> Aim of the task: In the data that follows, find the line containing "Target: white egret"; then quote that line and every line after it, exactly, through the last one.
***** Entries supplied
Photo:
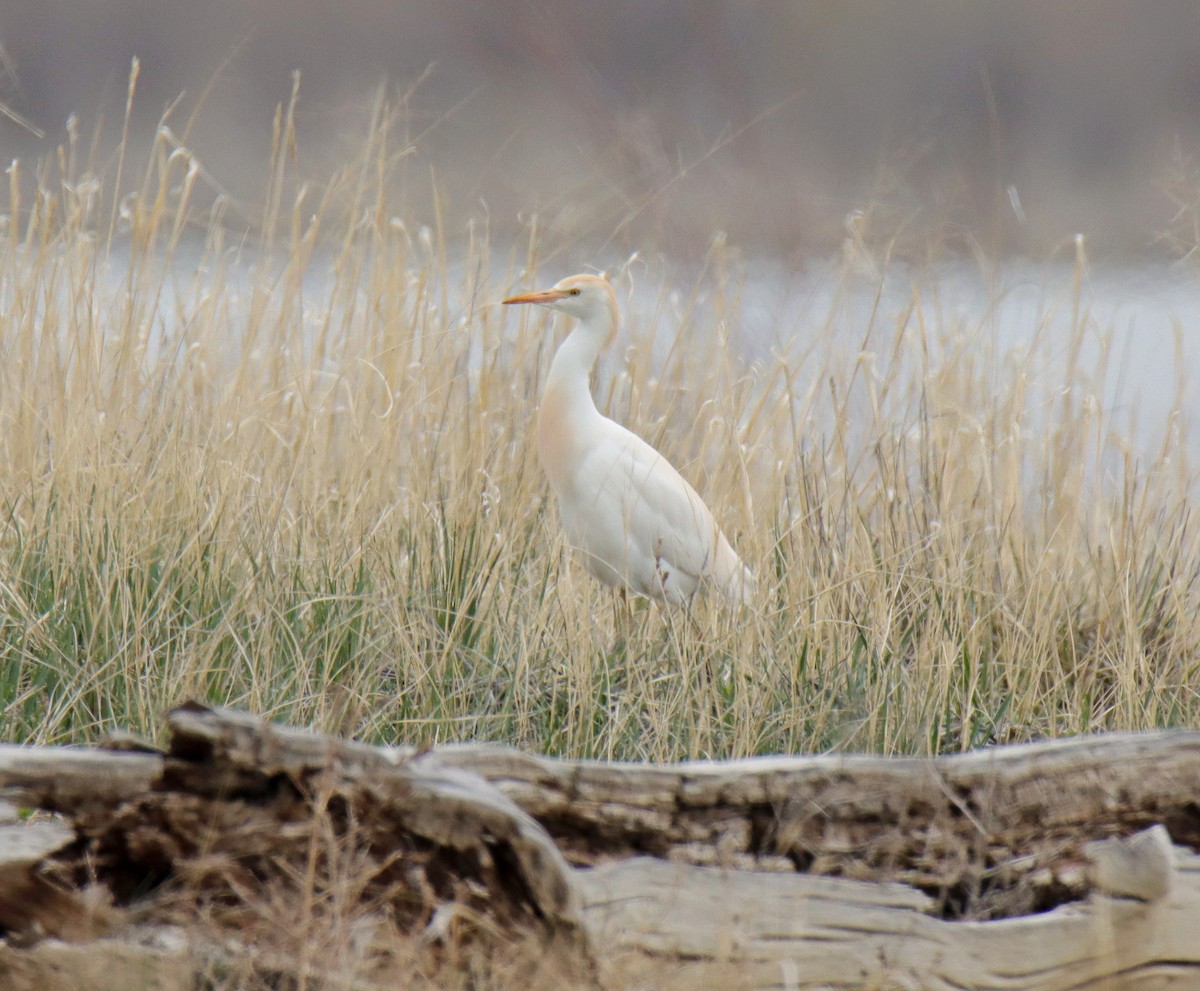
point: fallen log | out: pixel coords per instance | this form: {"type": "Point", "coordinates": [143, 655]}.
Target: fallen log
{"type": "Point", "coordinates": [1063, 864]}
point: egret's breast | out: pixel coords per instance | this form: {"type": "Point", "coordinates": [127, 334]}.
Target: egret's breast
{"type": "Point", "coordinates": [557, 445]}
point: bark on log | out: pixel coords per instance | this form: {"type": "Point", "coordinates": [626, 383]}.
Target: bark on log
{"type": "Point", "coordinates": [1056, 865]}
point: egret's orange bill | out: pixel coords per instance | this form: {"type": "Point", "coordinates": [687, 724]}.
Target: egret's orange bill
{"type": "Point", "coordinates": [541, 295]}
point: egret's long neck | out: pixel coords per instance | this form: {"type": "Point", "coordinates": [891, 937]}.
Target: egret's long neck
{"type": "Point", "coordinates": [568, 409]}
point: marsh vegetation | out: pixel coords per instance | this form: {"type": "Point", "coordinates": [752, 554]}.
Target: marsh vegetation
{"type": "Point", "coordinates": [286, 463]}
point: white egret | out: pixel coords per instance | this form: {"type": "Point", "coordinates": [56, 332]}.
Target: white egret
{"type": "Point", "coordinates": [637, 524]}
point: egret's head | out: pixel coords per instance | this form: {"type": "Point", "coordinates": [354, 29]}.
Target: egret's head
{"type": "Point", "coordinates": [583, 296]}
**********
> Written solution:
Target: white egret
{"type": "Point", "coordinates": [637, 524]}
point: egret's head | out: pixel coords per instance | this form: {"type": "Point", "coordinates": [354, 29]}.
Target: egret's head
{"type": "Point", "coordinates": [583, 296]}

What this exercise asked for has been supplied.